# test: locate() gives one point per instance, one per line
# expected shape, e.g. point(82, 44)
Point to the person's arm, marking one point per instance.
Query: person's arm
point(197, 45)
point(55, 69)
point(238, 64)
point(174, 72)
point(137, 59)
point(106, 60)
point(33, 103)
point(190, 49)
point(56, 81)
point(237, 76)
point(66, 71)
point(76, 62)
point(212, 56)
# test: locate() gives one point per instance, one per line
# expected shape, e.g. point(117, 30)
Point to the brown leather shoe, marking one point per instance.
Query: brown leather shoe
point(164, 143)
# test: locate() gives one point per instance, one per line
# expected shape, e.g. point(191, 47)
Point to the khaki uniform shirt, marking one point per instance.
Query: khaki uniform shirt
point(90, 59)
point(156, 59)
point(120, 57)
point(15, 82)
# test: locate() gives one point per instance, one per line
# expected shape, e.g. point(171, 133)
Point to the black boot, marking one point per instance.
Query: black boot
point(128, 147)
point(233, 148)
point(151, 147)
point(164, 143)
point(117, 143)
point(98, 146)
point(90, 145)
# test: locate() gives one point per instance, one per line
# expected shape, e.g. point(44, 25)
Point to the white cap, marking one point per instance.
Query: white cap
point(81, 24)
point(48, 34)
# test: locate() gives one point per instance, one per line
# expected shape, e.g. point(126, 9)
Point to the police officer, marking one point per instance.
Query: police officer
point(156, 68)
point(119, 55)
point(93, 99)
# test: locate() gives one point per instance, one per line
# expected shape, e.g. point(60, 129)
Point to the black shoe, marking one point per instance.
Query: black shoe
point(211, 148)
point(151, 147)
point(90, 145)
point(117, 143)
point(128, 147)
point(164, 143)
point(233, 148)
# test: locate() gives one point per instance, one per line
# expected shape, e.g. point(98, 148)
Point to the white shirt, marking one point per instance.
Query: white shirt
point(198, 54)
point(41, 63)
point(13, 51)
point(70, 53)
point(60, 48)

# # # #

# Task prompt
Examine the listing and say how many of its lines contain the string "shape". Give the number alone.

# Reply to the exercise
8